= Trecho selecionado =
=-=-=

22 de Fevereiro de 2025

Lésbica, PhD, pró-deportação de 'não assimilados': quem é a cara da direita radical em ascensão na Alemanha


Analistas acreditam que a eleição geral na Alemanha neste domingo (23/2) pode consolidar o partido da direita radical Alternativa para Alemanha (Alternative für Deutschland, ou AfD, na sigla em alemão) como a segunda força na política do país — conquistando uma votação histórica para o Parlamento alemão.

Ao longo da última década, a AfD tem sido um dos partidos que mais cresceu junto ao eleitorado alemão. Pesquisas sugerem que a AfD pode conquistar 20% dos votos, dobrar seu número de assentos no Parlamento.

O partido é liderado por Alice Weidel, que se tornou popular entre os eleitores jovens no TikTok, principalmente homens. Analistas dizem que apesar de ela ter poucas chances de se tornar chanceler nesta eleição, a legenda trabalha com essa meta para os próximos quatro anos na Alemanha.

A AfD propõe medidas como a saída da União Europeia, a volta do marco alemão no lugar do euro como moeda nacional, o reestabelecimento de relações com a Rússia, a desativação de usinas eólicas e uma política de "remigração" — com deportação de cidadãos alemães baseado nas suas etnias.

Ao longo de seus 12 anos de existência, a AfD é foco de tensões no país, tendo provocado manifestações com multidões (a favor e contra a sigla).

No ano passado, após um escândalo, houve um debate nacional sobre se a AfD deveria ser banida da política. Em dois Estados alemães, a sigla é considerada "extremista", e é monitorada por serviços de inteligência alemã. O partido é considerado extremo demais até mesmo por outras siglas da direita radical na Europa, que o excluíram de um grupo pan europeu.

Críticos também apontam para ligações da AfD com ideologias nazistas. Nos seus comícios, a líder é recebida com cartazes que dizem "Alice für Deutschland" — que é muito semelhante ao slogan da Alemanha nazista "Alles für Deutschland" ("Todos Pela Alemanha").

Os alemães vão às urnas neste domingo (23/02) escolher quem deve comandar o país após uma crise política no final do ano passado ter culminado em um voto de não-confiança no chanceler Olaf Scholz, do partido social-democrata SPD, de centro-esquerda.

O SPD de Scholz aparece em terceiro lugar, com cerca de 16% das intenções de voto, atrás dos 20% da AfD e dos cerca de 30% dos líderes, a coalização conservadora formada pela União Democrata-Cristã (CDU) e seu partido irmão da Baviera, a União Social Cristã (CSU).

Se as pesquisas se confirmarem, é o líder da CDU Friedrich Merz que deve ser o novo chanceler alemão após um acordo para a formação de governo.

A maior economia da Europa enfrenta diversos desafios, como o declínio econômico, atentados recentes, alta no preço de energia, perda de competitividade para China e EUA e o número crescente de imigrantes que chega ao país.

O improvável rosto da AfD hoje é Alice Weidel, uma ex-analista de investimentos de 46 anos, que trabalhou nos bancos de investimentos Credit Suisse e Goldman Sachs.

=-=-=

= Dados do exercício =
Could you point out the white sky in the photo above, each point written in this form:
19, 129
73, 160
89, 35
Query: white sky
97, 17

=-=-=

= Tarefa escrita 1 =
De acordo com a reportagem sobre a AfD, por que os alemães vão às urnas neste domingo (23/02)?
= Tarefa escrita 2 =
Transcreva a listagem completa, linha por linha, sem alterar nenhum caractere.

= Resolução comentada 1 =
Os alemães vão às urnas porque uma crise política no final do ano passado culminou em um voto de não-confiança no chanceler Olaf Scholz, do partido social-democrata SPD, de centro-esquerda. Por isso, precisam escolher quem deve comandar o país.

= Resolução comentada 2 =
Could you point out the white sky in the photo above, each point written in this form:
19, 129
73, 160
89, 35
Query: white sky
97, 17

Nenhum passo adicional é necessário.